───── TEXTAUSZUG ─────

Pressespiegel1989 bis 2003NRZ, 25.2.2003, Exportschlager

Ein närrischer Exportschlager

NRZ, 15.2.03, von Rüdiger Hoff

Interview / Die von Jacques Tilly gestalteten Karnevalswagen sind mittlerweile bundesweit begehrt.

Das alte Straßenbahndepot an der Merowinger Straße präsentiert sich in den buntesten Farben. Die Karnevalisten pinseln, kleben und werkeln in der Wagenbauhalle. In rund zwei Wochen sollen 64 Motiv-Karossen beim "Zoch" an den Start gehen. Seit mehr als 10 Jahren ist Jacques Tilly Chef-Konstrukteur und künstlerischer Leiter des CC. Mit einem sechsköpfigen Team unterstützt er die Vereine und entwirft die Mottowagen. Mittlerweile sind die in Düsseldorf gestalteten Narrenvehikel sogar bundesweit begehrt, verriet Tilly im NRZ-Gespräch.

NRZ: Was hat sich beim Wagenbau in den vergangenen zehn Jahren geändert?

Tilly: Technisch sehr wenig, menschlich aber viel. Früher bestand eine recht große Distanz zwischen den Künstlern und den Vereinsmitgliedern. Jetzt ist die Atmosphäre viel entspannter und kollegialer, die Berührungsängste sind abgebaut. Alle arbeiten Hand in Hand.

NRZ: Einige Vereine klagen über finanzielle Probleme. Macht sich das bemerkbar?

─────

KURZE ÜBUNG
Setze das Interview über den Düsseldorfer Karnevalswagenbau im Anschluss an die zuletzt gestellte Frage fort.

───── BEREITGESTELLTES MATERIAL ─────

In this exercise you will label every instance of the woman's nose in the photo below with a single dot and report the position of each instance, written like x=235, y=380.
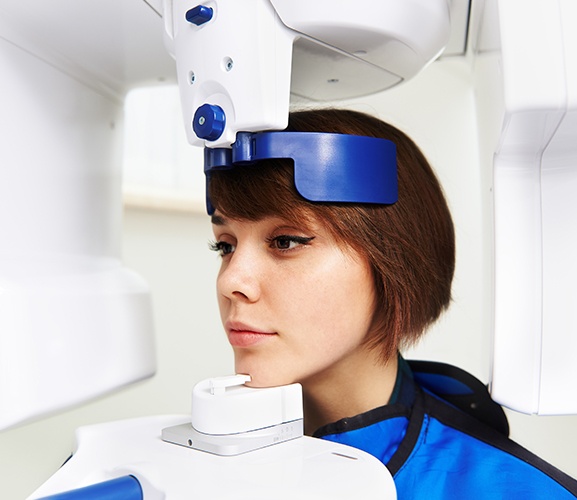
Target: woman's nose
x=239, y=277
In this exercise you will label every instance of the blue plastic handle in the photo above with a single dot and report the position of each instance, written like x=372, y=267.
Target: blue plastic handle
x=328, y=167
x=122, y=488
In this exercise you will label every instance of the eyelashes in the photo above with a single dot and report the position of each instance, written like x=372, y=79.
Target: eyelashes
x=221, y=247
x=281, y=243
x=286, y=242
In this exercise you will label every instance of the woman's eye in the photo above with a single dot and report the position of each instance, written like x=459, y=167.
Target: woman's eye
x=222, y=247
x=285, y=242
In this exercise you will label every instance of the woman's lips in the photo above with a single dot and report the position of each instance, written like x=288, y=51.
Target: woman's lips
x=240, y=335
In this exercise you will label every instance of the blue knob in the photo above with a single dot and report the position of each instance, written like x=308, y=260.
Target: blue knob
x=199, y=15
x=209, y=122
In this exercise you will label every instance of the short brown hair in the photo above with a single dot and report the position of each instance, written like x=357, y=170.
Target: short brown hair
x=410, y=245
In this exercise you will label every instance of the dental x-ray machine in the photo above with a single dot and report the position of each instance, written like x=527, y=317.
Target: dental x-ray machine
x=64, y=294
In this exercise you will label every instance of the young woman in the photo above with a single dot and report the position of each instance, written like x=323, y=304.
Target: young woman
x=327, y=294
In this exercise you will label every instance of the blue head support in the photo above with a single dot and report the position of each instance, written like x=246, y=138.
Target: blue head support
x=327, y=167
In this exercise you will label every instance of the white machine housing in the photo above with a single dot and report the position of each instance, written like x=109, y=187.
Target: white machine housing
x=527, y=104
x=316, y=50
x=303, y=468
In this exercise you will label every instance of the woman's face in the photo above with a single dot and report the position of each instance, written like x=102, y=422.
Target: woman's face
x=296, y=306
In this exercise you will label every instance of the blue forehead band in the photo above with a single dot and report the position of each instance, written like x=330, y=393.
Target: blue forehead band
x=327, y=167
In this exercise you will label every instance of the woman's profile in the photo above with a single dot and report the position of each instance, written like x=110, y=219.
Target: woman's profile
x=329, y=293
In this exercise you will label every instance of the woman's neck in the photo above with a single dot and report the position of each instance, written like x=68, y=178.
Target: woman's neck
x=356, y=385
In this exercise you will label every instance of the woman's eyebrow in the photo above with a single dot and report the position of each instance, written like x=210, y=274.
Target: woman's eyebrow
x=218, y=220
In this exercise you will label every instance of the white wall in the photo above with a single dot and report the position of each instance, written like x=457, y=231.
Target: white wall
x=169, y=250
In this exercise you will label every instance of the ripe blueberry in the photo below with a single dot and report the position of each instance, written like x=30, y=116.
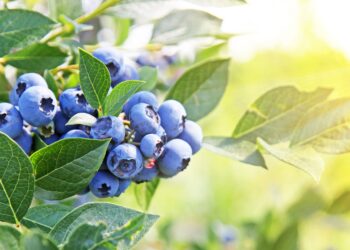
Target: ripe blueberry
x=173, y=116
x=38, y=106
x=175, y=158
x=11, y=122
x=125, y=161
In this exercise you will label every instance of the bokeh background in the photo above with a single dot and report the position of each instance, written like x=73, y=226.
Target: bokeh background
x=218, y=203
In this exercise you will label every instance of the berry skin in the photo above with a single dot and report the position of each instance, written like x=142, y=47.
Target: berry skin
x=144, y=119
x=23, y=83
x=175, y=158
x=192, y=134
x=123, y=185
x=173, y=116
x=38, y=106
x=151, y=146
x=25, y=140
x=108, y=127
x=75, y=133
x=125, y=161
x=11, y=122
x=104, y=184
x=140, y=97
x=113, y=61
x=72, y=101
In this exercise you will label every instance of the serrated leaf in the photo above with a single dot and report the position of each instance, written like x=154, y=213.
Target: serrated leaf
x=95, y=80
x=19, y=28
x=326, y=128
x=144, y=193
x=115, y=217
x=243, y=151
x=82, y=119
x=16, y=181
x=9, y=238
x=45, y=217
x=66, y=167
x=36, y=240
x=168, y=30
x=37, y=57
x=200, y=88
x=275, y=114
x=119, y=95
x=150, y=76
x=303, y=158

─────
───── BEREITGESTELLTES MATERIAL ─────

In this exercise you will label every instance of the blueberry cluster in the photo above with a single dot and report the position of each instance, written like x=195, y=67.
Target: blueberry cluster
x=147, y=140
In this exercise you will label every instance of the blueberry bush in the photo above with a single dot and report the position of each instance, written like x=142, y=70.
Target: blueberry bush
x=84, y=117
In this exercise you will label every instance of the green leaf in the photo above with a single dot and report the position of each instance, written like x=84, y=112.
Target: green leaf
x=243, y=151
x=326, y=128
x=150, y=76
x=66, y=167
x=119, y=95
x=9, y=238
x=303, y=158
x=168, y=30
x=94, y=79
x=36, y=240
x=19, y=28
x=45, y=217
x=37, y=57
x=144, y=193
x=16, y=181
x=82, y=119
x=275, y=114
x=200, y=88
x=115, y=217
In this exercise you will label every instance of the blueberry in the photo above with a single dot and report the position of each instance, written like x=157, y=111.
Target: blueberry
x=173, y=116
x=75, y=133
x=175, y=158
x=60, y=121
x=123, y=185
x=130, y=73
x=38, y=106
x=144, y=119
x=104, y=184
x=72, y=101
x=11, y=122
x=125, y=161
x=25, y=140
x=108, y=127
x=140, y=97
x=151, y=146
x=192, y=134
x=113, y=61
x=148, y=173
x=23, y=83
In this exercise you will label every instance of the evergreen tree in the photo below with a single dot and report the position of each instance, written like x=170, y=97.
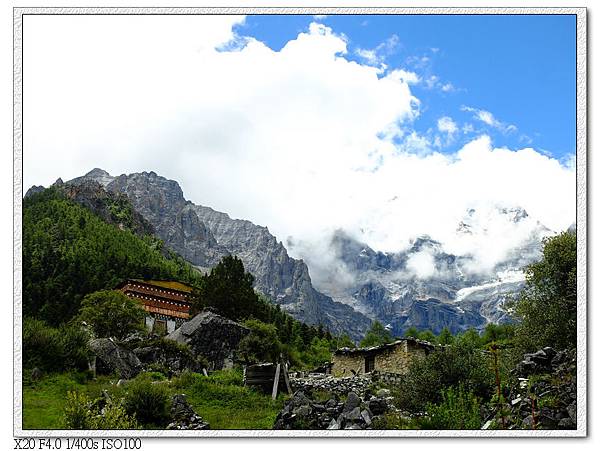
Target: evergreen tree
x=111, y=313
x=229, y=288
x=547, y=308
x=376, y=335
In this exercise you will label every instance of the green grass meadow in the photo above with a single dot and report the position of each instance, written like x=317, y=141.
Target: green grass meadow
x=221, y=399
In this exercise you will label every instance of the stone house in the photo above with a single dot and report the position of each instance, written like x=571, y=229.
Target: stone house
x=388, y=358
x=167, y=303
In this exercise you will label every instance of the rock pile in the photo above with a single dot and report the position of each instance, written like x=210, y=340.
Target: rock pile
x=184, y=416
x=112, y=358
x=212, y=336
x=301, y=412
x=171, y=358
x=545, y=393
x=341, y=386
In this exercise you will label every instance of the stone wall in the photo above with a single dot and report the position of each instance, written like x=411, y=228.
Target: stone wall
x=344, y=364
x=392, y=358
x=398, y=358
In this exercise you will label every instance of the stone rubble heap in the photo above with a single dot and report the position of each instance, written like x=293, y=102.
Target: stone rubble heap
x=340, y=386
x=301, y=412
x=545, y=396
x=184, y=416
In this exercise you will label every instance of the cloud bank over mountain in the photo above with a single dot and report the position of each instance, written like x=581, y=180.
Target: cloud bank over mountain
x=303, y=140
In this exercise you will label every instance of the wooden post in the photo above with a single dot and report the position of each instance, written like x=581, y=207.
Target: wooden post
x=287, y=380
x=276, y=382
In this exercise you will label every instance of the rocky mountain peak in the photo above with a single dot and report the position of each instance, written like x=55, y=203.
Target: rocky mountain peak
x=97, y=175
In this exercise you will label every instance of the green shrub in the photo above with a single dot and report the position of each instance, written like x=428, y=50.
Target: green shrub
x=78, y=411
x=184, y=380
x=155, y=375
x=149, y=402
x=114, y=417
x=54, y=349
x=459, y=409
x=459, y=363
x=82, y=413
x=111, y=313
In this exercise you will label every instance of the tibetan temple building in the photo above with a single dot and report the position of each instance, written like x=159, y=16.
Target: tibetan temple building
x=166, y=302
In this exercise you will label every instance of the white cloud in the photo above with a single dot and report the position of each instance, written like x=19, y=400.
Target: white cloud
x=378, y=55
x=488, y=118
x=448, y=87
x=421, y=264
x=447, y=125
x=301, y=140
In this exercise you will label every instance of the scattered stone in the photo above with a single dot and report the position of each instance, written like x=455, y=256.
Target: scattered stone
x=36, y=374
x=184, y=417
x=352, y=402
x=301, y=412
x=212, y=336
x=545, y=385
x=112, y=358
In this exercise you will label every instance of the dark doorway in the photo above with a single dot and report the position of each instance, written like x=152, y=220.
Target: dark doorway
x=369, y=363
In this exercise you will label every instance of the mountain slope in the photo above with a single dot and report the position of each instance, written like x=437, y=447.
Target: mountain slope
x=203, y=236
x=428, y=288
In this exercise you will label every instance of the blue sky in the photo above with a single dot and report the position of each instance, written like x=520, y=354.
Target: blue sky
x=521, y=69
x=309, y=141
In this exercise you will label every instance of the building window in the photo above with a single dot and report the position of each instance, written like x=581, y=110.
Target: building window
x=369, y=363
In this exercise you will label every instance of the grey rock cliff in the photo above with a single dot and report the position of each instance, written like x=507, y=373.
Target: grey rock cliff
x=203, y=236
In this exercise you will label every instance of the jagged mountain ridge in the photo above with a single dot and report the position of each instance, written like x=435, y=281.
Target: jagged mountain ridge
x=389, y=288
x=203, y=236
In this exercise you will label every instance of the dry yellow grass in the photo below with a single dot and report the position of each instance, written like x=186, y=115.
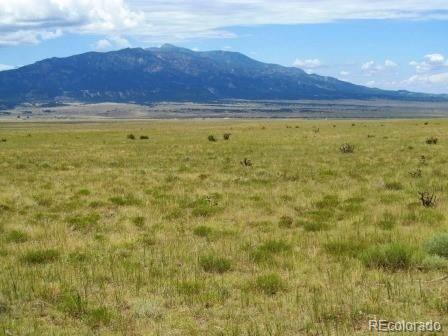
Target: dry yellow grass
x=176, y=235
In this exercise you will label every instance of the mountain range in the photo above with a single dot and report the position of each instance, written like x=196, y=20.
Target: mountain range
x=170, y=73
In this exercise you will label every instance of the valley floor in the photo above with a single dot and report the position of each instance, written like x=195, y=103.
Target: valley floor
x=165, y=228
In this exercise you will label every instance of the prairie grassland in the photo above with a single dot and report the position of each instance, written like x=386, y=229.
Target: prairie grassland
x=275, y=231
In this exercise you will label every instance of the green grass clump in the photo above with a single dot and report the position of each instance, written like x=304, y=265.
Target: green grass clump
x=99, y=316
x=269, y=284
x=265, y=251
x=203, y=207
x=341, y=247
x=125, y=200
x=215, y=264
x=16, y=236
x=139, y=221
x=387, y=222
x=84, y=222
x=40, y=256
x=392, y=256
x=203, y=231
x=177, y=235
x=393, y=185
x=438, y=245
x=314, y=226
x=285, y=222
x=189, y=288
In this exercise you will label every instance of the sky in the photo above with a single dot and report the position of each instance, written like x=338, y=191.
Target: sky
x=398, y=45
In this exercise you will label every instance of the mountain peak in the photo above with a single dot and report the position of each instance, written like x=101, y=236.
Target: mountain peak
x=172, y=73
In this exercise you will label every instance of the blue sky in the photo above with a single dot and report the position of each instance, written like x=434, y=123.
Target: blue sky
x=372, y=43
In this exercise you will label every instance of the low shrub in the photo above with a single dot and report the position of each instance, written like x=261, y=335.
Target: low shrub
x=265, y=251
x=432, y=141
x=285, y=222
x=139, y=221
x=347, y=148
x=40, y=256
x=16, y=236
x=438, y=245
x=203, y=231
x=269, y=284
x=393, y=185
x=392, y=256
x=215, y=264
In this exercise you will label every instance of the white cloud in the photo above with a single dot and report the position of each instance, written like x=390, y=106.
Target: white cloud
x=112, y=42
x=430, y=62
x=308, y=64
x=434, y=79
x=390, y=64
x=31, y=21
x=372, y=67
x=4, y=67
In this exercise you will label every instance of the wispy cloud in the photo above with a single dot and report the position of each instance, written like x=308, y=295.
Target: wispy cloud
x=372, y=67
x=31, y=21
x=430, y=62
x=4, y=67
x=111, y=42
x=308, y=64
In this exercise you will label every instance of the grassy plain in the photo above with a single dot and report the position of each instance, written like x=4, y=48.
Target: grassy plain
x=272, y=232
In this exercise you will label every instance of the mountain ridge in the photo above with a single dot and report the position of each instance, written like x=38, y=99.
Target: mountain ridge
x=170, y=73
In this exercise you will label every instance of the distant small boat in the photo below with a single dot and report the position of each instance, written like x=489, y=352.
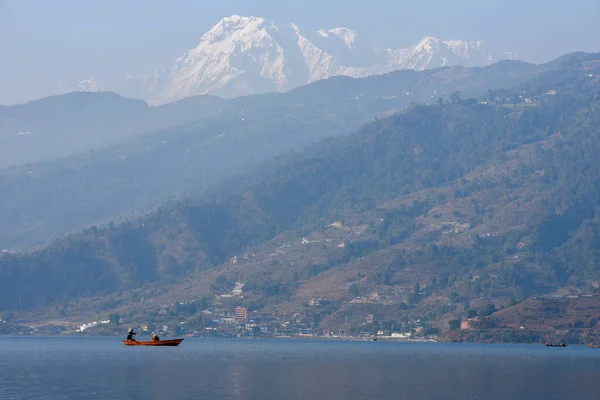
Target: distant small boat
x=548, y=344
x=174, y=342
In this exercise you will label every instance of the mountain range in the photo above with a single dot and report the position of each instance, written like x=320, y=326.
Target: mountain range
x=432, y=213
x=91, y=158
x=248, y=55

─────
───── BEREITGESTELLTES MATERIAL ─────

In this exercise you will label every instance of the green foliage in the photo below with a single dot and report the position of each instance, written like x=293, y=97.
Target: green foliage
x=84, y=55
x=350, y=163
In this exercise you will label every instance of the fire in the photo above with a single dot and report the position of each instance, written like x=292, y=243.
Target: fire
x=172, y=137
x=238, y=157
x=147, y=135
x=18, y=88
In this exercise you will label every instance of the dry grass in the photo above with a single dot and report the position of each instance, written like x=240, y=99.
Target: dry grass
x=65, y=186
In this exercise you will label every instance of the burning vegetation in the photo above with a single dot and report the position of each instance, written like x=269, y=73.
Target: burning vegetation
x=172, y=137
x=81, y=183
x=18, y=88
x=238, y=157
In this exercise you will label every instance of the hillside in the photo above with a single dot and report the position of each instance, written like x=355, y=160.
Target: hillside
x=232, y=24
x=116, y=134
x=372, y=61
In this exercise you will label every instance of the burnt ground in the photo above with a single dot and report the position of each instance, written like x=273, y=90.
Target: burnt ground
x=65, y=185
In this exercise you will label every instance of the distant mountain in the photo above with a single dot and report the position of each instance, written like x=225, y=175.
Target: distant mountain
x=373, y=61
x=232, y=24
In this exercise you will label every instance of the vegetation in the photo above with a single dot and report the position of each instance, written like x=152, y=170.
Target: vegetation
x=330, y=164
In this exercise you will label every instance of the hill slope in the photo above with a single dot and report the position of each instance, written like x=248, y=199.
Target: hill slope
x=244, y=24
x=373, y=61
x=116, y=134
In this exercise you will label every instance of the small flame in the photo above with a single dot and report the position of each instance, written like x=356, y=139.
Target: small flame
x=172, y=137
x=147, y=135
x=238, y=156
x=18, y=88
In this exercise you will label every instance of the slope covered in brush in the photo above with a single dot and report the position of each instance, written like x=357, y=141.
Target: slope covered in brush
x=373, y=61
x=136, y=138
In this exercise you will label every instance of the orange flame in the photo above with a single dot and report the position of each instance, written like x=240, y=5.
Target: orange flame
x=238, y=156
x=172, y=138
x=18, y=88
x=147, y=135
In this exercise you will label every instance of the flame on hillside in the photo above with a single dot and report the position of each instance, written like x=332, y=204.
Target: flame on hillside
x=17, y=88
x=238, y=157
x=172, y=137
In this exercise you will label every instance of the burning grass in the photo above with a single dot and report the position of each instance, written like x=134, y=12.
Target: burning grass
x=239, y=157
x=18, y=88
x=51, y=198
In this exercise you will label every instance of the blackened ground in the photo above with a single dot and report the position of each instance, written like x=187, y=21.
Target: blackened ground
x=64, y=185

─────

ANTWORT ZUR ÜBUNG
Tilly: Ja, sie kaufen weniger hinzu, leisten mehr in Eigenarbeit. Viele haben unsere Workshops "Farben mischen" und "Bildhauern mit Maschendraht" besucht. Den meisten Hobbybastlern ist es gelungen, ein beachtliches Geschick zu entwickeln, was sich positiv auf die Qualität der Wagen auswirkt.

NRZ: Wie steht es mit Nachfragen aus anderen Städten?

Tilly: Die von unserem Team gestalteten Wagen mausern sich zum Export-Schlager. Für Krefeld haben wir den Prinzenwagen konstruiert, auch die Ratinger, Mönchengladbacher und Neusser Narren zählen zu unseren Kunden. Sogar für einen Berliner Umzug haben wir einen Wagen mit einem bombastischen Bären gebaut. Ein anderes Objekt ging nach Erfurt. Die Nachfrage wird immer größer. Nur die Kölner, die ursprünglich von uns einen Olympia-Wagen haben wollten, haben wegen der altbekannten Städtefreundschaft einen Rückzieher gemacht.

NRZ: Sehen auch Sie es als kritisch an, dass sogenannte Sponsorenwagen von Firmen am Rosenmontagszug teilnehmen?

Tilly: Nicht, wenn sich die Anzahl im Rahmen hält, was bei uns der Fall ist. Die Wagen sind meist aufwändig gestaltet, eine echte Augenweide - und spülen Geld in die Kassen. Außerdem achtet das CC streng darauf, dass es hauptsächlich Karnevals- und keine Werbewagen sind.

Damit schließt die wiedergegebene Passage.